**Document passage**
========================================================================
1

I want to generate generate n-grams from a sequence of tokens:

bigram:: "1 3 4 5" --> { (1,3), (3,4), (4,5) }

After searching I found this thread that used:

def find_ngrams(input_list, n):
  return zip(*[input_list[i:] for i in range(n)])

If I use this piece of code during my training time I think it kills the performance. So I looking for a better option.

Amir
  • 16,067
  • 10
  • 80
  • 119

1 Answers1

2

If you need to generate bigram in string format:

import tensorflow as tf

tf.enable_eager_execution()

sentence = ['this is example sentence']
x = tf.string_split(sentence).values[:-1] + ' ' + tf.string_split(sentence).values[1:]

# tf.Tensor([b'this is' b'is example' b'example sentence'], shape=(3,), dtype=string)
========================================================================
**Task requirements**
1) In the n-gram thread, what does the asker expect would happen to performance if the found code were used during training?
2) Reproduce verbatim the portion of the n-gram thread starting at "tf.enable_eager_execution()" and ending at "sentence'], shape=(3,), dtype=string)".

(Excerpts of pointing data)
========================================================================
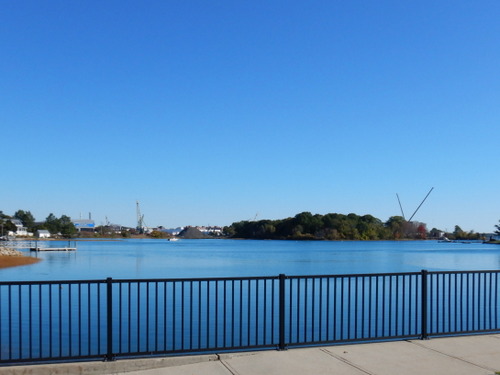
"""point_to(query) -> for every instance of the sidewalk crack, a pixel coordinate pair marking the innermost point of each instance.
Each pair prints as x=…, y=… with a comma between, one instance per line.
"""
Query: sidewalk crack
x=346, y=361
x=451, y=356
========================================================================
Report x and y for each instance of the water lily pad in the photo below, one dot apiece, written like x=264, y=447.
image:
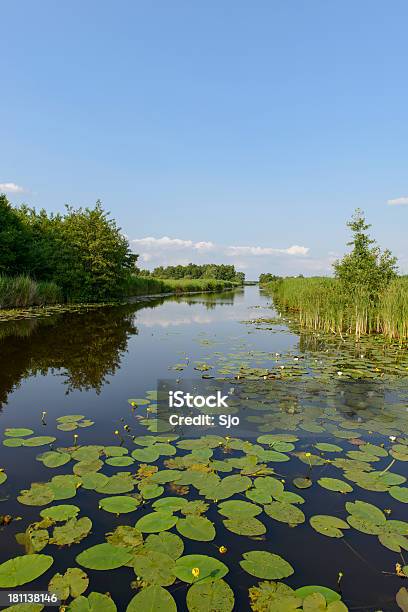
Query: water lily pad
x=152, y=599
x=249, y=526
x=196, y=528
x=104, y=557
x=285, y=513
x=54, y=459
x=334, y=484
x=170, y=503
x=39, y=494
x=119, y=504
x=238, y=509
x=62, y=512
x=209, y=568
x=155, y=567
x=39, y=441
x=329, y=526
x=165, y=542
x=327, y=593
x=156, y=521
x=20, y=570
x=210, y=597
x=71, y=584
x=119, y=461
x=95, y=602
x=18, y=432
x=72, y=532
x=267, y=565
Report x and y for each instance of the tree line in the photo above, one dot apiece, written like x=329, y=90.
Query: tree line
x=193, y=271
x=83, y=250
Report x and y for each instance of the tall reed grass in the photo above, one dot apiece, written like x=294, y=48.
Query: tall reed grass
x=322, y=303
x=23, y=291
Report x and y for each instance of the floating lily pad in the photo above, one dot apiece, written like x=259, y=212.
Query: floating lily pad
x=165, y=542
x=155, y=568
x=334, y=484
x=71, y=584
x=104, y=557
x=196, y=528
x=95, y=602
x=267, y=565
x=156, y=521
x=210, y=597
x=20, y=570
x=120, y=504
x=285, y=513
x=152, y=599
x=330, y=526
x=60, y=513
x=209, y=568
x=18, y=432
========================================================================
**Solved tasks**
1) The asker thinks it would kill the performance.

2)
tf.enable_eager_execution()

sentence = ['this is example sentence']
x = tf.string_split(sentence).values[:-1] + ' ' + tf.string_split(sentence).values[1:]

# tf.Tensor([b'this is' b'is example' b'example sentence'], shape=(3,), dtype=string)